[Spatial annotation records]
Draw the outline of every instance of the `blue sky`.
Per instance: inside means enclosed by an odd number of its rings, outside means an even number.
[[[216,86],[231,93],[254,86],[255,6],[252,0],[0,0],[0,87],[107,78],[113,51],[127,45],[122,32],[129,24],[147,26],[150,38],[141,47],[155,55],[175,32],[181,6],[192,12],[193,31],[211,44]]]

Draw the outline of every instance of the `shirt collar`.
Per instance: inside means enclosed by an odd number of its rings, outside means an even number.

==

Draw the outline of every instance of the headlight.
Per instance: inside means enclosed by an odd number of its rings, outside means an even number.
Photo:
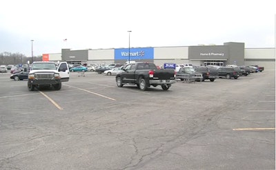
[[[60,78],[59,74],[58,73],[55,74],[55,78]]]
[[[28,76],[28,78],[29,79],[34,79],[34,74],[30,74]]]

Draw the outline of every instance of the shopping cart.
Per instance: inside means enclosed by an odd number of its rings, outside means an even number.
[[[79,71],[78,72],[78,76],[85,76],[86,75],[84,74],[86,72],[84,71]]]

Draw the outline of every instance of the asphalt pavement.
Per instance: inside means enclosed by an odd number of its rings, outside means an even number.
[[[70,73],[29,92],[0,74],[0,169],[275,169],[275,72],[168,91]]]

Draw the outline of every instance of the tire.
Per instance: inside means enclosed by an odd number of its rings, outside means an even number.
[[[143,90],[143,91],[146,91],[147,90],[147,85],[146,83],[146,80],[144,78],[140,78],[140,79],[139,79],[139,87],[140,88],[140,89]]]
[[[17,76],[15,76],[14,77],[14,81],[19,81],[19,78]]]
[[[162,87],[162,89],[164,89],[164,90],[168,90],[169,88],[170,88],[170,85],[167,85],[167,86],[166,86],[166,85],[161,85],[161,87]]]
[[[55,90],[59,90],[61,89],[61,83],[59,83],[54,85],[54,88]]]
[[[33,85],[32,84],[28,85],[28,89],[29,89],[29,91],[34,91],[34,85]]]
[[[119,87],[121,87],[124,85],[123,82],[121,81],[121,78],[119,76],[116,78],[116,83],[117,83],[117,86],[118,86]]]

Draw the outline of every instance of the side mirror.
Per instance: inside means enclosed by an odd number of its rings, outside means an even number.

## Task details
Return each line above that contains the word "pavement", copied in full.

## Expected output
Draw the outline of every instance of the asphalt pavement.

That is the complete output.